Our first stop in Taxco was at a shop where complimentary beverages were given (pop for the kids, Tequila for the teachers) and information about silver was explained. Pure silver is impossible to work, it needs to have an alloy. Most of the pieces in Taxco are between 94% - 98% silver. To earn the government stamp jewelry must contain 92.5% silver. All the silver mining is controlled by the government and artisans then buy the silver from them. The government stamp contains 2 initials of the designer/artisan and 2 numbers the federal # register of the workshop and the quality of silver. For cleaning silver ammonia is not good, the artisans claimed it would eventually eat away at the surface. Clean gold with ammonia and water. The amethyst stone, which stands for good luck, is also mined in Taxco along with many other stones. High above the city is located the Hotel Monte Taxco. We reached the Hotel by riding in a sky lift that accommodates 4 passengers and received a fantastic view of the city. The motel was a beautiful group of buildings and facilities that included a pool, disco, lounge, restaurant, game room, gym, tennis and basketball courts, horse rides, a golf course and shops. Arriving on a Sunday night most of the facilities were closing or being renovated. The disco had a special that night to anyone wearing black and white and after trading clothes around. The teachers went to the lounge to listen to Carl a singer/piano player from the Bahamas that came highly recommended. We enjoyed ourselves greatly.

Monday, August 6 - We traveled down the mountain via the sky lifts to tour Taxco, the world capitol of silver with a population of 200,000. The main highway going through Taxco is called John F. Kennedy Avenue. We went to silver shops and toured a mine no longer in production where we saw examples of the stones found in the region and old equipment used in the mines. There are currently 6 mines being worked around the clock in Taxco. We walked through the narrow stoned covered streets to the Cathedral of Santo Prisca, one of the world's most beautiful churches. It was built with money donated by one of the early silver pioneers whose only son and heir became a priest. Artisans were working on it's restoration and we viewed some of the clean up process and gold leaf painting. Some venders upon hearing we were headed for Acapulco that day told us the temperature there was 110 degrees! We decided to get some pizzas for the ride instead of stopping for lunch and were surprised to get cut up hot dogs posing as sausage on a couple of pizzas. Carlos and Arturo presented us with a contest for us all to guess what time we would arrive at a certain spot in Acapulco. Two surprise gifts were wrapped tempting everyone to guess the correct hour, minute and second of our arrival. The trip out of Taxco was very winding and many people tried to sleep to avoid the queezy feeling the road was giving us. We traveled over the Sierra Madres formed from the Appalachian and the Rocky Mountain ranges where they meet in Mexico. Our guide told us of many movies made in the area and we enjoyed the country side. Chandelier cactus were common is an area the guide compared to our Grand Canyon.

* * *

Render this sentence from the Taxco travel account in Spanish: "All the silver mining is controlled by the government and artisans then buy the silver from them." The material after this text has no part in the work.

# ITEMS:

* * *

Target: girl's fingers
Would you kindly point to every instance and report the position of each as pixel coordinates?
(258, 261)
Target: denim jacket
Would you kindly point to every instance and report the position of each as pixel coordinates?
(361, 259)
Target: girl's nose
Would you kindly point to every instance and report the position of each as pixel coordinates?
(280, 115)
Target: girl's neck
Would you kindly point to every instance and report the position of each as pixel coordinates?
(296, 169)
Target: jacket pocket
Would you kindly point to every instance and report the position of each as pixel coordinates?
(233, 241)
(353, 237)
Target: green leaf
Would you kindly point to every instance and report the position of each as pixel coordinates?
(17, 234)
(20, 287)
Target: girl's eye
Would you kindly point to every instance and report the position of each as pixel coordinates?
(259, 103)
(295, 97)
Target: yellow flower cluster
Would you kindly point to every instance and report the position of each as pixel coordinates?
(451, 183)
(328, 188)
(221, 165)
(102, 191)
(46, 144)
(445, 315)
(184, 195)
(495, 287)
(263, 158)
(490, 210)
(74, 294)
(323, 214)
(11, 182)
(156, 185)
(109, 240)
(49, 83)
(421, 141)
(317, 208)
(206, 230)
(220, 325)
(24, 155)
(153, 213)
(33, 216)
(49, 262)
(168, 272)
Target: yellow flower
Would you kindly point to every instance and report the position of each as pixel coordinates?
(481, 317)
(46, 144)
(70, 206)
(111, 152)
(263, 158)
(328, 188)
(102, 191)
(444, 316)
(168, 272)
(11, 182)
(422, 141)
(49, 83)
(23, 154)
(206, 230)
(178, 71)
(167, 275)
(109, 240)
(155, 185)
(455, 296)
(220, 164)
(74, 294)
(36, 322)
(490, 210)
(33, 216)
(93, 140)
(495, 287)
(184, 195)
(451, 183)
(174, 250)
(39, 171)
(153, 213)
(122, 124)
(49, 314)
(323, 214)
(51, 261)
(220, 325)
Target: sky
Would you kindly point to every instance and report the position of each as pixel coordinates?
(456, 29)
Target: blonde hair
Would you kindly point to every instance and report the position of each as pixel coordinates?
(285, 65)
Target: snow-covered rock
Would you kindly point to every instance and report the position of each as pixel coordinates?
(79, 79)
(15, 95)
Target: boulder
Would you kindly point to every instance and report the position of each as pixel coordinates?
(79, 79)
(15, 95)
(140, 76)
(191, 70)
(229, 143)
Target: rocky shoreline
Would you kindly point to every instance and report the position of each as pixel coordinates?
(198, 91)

* * *

# TASK RESULT:
Toda la minería de plata está controlada por el gobierno, y luego los artesanos le compran la plata.